__What is being asked__.
Copy out exactly the lines below that run from the one holding "Target: dry grass" to the one holding "Target: chainring", keeping both of those lines and no others.

Stored dataset items:

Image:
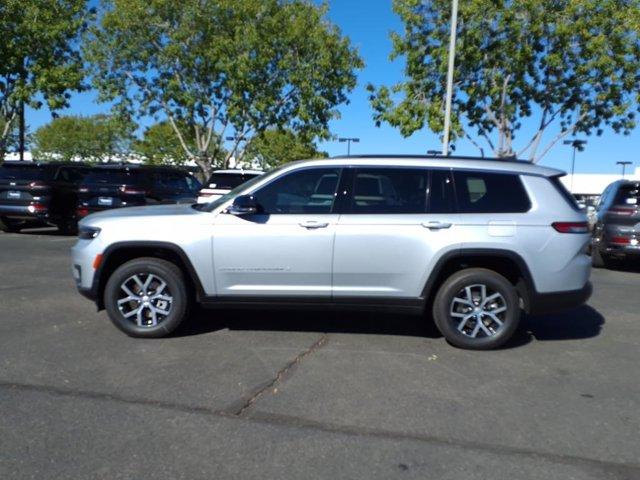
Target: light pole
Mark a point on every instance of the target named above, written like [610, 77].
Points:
[452, 56]
[577, 145]
[624, 166]
[349, 140]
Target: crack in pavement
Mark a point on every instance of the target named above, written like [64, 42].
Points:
[621, 469]
[237, 411]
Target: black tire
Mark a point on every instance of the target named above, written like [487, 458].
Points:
[598, 260]
[176, 287]
[444, 306]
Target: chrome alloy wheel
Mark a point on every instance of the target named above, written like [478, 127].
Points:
[145, 299]
[478, 311]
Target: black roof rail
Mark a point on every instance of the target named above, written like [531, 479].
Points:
[430, 157]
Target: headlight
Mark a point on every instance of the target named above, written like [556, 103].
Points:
[88, 233]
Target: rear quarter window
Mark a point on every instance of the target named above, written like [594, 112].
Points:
[488, 192]
[628, 195]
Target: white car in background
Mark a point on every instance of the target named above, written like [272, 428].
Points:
[222, 182]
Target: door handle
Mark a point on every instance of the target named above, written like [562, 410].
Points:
[311, 224]
[435, 225]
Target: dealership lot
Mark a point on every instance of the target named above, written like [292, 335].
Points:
[253, 394]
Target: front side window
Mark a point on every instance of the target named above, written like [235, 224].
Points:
[486, 192]
[389, 190]
[304, 191]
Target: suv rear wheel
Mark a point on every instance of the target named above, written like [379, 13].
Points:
[477, 309]
[147, 297]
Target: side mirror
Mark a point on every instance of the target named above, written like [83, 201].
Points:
[243, 205]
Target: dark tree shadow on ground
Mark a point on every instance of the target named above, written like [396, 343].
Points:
[580, 323]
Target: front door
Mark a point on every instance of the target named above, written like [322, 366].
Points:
[285, 250]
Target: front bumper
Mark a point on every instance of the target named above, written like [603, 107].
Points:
[552, 302]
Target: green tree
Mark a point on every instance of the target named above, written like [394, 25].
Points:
[574, 64]
[223, 68]
[39, 57]
[95, 139]
[160, 145]
[275, 147]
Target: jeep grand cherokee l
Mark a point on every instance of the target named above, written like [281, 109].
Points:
[472, 242]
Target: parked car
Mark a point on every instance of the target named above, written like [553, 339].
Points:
[616, 234]
[222, 182]
[116, 186]
[472, 241]
[39, 194]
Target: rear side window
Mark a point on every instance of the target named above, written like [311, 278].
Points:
[628, 195]
[389, 190]
[24, 172]
[487, 192]
[571, 200]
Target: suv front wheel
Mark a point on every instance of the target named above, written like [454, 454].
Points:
[147, 297]
[477, 309]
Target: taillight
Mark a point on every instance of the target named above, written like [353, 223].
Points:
[132, 191]
[620, 240]
[37, 208]
[571, 227]
[622, 211]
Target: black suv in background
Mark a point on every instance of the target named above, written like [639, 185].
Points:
[616, 234]
[116, 186]
[36, 194]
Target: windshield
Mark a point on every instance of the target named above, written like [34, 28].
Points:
[118, 177]
[24, 172]
[209, 207]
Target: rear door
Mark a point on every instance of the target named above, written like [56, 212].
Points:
[395, 221]
[622, 218]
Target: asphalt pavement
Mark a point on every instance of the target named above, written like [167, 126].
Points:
[259, 394]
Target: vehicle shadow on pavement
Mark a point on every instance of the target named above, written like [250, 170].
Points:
[576, 324]
[204, 321]
[580, 323]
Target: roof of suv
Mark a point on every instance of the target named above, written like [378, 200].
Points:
[473, 163]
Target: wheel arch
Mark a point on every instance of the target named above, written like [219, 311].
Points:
[505, 262]
[121, 252]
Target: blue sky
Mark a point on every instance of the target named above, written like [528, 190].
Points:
[368, 23]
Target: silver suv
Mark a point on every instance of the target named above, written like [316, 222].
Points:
[471, 241]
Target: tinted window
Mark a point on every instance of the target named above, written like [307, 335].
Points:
[173, 181]
[628, 195]
[389, 190]
[117, 177]
[441, 193]
[571, 200]
[71, 174]
[482, 192]
[228, 181]
[304, 191]
[24, 172]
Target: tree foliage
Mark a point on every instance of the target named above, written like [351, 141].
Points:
[96, 138]
[160, 145]
[275, 147]
[222, 68]
[39, 58]
[574, 64]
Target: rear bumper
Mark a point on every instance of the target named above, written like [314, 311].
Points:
[552, 302]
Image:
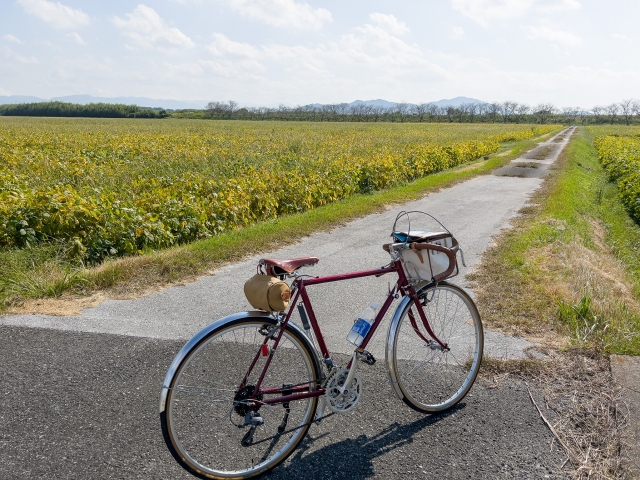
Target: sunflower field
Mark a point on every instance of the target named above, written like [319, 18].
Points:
[618, 150]
[107, 187]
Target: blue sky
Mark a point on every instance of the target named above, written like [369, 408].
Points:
[265, 52]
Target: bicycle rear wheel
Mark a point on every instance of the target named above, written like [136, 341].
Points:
[203, 416]
[426, 377]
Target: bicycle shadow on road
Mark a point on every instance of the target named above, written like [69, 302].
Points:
[352, 458]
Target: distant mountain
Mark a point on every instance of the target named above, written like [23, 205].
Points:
[192, 104]
[453, 102]
[375, 103]
[85, 99]
[456, 102]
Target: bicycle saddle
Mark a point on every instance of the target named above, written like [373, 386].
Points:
[288, 265]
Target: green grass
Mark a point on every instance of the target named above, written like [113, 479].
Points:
[49, 272]
[571, 264]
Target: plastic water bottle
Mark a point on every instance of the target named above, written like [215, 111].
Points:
[362, 326]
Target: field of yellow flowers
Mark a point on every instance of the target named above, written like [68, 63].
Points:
[618, 150]
[107, 187]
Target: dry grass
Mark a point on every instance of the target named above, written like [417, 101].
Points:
[580, 405]
[554, 279]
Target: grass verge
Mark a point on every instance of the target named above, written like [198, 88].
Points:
[35, 276]
[576, 397]
[570, 265]
[566, 275]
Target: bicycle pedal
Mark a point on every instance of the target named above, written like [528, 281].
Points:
[367, 358]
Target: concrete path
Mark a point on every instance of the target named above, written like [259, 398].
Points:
[473, 211]
[79, 395]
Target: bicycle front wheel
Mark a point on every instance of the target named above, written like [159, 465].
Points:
[425, 376]
[204, 414]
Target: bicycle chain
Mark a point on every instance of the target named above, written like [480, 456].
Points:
[294, 428]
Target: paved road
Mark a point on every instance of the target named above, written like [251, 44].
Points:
[80, 394]
[84, 405]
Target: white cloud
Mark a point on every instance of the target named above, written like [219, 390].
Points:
[282, 13]
[617, 36]
[355, 64]
[457, 32]
[76, 38]
[557, 5]
[557, 37]
[10, 54]
[11, 38]
[484, 11]
[389, 23]
[222, 45]
[56, 14]
[145, 27]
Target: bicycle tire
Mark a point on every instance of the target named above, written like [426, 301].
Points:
[426, 377]
[197, 413]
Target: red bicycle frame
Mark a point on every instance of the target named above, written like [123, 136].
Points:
[298, 392]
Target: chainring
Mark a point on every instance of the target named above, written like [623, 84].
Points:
[239, 405]
[343, 402]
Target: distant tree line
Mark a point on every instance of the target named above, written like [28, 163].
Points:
[627, 112]
[63, 109]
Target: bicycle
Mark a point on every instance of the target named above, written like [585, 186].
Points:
[243, 392]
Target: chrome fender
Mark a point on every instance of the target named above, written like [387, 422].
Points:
[391, 336]
[389, 347]
[197, 338]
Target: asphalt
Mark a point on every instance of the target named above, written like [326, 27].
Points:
[80, 394]
[79, 405]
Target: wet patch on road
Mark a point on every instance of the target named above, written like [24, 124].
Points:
[538, 162]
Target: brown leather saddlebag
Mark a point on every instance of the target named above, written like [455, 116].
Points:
[267, 293]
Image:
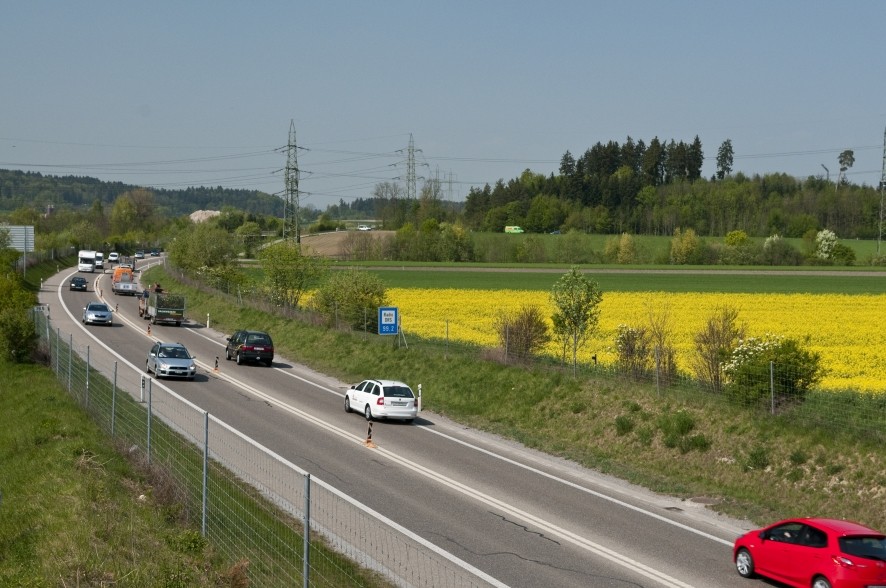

__Exercise answer__.
Target: dry grass
Mark a point on every instance of the target named above, written like [417, 101].
Points:
[580, 405]
[554, 279]
Target: grass verge
Mark a point on every instance of the target named above, written like [198, 88].
Points:
[35, 276]
[576, 397]
[570, 265]
[566, 275]
Target: bicycle pedal
Mark a point on every instance of the target named above, written like [528, 281].
Points:
[367, 358]
Target: concrete path
Mark a point on every instance of the target named above, written like [259, 398].
Points:
[473, 211]
[79, 395]
Target: bicycle front wheel
Mark a point on every instance of the target named above, written like [159, 465].
Points:
[425, 376]
[204, 414]
Target: bicycle chain
Mark a point on every instance of the target named above, written like [480, 456].
Points:
[294, 428]
Target: paved road
Mark a point on every instance of the target named above, written like [251, 44].
Points:
[80, 394]
[84, 405]
Target: white cloud
Mark a point on every instance of the target named above, written like [219, 390].
Points:
[282, 13]
[617, 36]
[355, 64]
[457, 32]
[76, 38]
[557, 5]
[557, 37]
[10, 54]
[11, 38]
[484, 11]
[389, 23]
[222, 45]
[56, 14]
[145, 27]
Target: bicycle tire
Mark a point on every instance of the target named above, written like [426, 301].
Points:
[426, 377]
[197, 413]
Target: red bicycle frame
Mark a point on every instance of the target named above, written like [123, 136].
Points:
[298, 392]
Target: chainring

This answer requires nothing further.